__Raw records__.
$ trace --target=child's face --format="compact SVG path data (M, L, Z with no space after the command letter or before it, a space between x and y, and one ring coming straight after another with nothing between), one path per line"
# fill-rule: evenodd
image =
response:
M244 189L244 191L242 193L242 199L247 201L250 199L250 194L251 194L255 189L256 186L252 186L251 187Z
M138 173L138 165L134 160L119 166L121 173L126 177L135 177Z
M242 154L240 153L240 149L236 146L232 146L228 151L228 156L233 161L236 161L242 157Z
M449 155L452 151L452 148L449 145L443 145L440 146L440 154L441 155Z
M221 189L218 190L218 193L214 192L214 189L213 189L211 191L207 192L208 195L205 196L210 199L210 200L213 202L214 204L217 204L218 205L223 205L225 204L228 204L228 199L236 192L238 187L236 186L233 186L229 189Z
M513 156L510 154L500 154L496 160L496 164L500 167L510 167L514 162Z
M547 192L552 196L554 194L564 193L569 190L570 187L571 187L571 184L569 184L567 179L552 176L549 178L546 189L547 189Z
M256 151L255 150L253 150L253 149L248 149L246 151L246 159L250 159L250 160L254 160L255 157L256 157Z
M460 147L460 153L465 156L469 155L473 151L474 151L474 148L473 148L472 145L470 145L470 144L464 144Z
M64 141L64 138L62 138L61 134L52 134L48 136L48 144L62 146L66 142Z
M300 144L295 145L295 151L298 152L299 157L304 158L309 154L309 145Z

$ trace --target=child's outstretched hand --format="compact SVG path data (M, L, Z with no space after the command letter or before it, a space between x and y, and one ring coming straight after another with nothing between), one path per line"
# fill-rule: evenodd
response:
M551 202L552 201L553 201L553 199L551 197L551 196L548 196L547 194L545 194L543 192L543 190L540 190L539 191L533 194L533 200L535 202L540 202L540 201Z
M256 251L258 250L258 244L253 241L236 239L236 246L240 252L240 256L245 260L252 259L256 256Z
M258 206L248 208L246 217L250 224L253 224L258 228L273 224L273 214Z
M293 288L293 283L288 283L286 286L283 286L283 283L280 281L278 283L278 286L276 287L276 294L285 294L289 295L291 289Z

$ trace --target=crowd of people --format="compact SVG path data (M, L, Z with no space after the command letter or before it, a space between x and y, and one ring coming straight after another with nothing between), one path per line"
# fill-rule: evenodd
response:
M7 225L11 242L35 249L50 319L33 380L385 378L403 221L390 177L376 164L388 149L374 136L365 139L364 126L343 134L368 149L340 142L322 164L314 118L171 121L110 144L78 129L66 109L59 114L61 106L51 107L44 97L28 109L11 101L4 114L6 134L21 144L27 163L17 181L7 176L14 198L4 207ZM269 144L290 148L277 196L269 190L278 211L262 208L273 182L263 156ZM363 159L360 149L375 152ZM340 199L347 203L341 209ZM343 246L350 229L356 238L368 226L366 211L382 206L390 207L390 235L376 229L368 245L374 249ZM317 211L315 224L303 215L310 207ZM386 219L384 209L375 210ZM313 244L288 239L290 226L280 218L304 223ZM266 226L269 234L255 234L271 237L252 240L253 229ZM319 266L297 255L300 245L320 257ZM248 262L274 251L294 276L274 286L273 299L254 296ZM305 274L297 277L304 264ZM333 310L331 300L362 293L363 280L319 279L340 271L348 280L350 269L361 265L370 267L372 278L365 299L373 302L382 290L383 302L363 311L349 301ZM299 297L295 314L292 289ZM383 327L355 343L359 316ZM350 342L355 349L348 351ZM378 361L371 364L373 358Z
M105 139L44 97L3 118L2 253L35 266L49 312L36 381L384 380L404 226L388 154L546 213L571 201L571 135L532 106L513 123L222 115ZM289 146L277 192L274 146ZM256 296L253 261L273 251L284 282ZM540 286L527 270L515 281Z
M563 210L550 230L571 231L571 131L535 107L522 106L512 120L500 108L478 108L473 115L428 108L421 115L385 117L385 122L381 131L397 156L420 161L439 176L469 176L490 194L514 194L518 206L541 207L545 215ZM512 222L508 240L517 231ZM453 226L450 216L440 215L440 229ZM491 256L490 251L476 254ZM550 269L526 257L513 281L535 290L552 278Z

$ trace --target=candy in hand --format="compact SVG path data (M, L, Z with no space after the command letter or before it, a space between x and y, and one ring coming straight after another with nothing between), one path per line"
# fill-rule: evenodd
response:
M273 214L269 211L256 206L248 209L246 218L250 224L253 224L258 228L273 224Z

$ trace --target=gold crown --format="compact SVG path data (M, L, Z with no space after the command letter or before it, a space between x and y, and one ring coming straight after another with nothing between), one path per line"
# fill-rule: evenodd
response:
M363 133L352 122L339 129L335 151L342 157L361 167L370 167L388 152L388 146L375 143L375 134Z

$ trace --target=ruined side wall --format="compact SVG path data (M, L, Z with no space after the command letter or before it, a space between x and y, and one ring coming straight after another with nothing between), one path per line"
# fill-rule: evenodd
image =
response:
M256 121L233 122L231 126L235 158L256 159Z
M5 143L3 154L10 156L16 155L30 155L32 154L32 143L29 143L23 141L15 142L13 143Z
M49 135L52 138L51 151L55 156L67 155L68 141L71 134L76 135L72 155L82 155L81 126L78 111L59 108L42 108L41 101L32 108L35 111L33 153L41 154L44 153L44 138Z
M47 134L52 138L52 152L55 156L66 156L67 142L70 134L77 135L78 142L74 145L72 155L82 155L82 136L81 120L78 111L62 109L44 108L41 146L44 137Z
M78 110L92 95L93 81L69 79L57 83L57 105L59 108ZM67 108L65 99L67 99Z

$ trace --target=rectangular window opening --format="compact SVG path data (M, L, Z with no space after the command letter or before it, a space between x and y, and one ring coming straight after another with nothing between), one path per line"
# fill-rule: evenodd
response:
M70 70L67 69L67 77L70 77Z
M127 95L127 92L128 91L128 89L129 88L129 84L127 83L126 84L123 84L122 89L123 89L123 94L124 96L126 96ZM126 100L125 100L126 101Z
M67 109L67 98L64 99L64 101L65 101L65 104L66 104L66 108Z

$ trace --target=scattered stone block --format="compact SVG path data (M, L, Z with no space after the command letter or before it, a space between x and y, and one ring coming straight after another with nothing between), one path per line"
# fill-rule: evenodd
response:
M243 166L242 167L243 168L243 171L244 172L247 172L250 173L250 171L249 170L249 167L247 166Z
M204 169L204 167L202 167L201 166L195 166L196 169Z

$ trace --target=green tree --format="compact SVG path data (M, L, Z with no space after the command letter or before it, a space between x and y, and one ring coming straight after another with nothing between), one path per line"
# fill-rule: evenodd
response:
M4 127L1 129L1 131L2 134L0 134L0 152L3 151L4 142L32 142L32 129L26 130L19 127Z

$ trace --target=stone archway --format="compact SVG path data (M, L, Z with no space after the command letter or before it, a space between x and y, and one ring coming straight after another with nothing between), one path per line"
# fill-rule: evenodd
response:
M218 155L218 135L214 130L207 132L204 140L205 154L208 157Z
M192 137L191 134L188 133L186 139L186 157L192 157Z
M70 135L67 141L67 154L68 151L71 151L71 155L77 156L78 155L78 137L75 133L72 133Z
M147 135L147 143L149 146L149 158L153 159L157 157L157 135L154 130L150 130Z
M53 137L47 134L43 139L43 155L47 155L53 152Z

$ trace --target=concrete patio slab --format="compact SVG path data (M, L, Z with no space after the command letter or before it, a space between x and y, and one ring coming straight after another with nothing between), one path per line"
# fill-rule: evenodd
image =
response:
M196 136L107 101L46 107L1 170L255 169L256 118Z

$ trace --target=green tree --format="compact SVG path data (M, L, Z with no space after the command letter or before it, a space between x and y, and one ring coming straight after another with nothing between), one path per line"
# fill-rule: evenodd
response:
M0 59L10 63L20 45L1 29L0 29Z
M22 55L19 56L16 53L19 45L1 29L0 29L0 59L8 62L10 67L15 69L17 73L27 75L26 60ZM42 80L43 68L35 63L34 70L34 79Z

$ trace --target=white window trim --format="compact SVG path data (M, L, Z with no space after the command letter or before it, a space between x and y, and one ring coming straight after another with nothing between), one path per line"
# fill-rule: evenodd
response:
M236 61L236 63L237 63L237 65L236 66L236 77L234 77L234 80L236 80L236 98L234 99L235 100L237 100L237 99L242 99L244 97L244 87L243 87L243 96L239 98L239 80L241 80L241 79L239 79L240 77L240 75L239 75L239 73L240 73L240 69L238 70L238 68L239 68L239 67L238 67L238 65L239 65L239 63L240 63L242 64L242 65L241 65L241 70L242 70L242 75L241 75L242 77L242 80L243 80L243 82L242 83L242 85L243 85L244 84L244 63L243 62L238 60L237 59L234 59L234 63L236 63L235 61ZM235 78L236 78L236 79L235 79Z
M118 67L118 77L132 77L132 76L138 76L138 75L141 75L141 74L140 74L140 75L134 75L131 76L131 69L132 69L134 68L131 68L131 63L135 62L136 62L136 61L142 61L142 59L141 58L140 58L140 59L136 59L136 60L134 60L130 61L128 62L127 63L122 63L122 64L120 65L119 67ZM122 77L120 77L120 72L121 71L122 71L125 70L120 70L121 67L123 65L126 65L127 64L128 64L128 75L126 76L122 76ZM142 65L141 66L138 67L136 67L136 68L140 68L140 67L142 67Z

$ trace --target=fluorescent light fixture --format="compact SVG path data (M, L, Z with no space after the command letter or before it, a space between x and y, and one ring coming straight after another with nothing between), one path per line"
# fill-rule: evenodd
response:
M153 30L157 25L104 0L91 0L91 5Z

__What the task requires__.
Copy exactly the lines above, from the one containing "trace --target=fluorescent light" through the very last line.

__Written reply__.
$ trace --target=fluorescent light fixture --format="compact SVG path data (M, L, Z with no space after the command letter or before it, a space between x and y, and one ring coming straight after another with nothing between), one path per line"
# fill-rule: evenodd
response:
M153 30L157 25L104 0L91 0L91 5Z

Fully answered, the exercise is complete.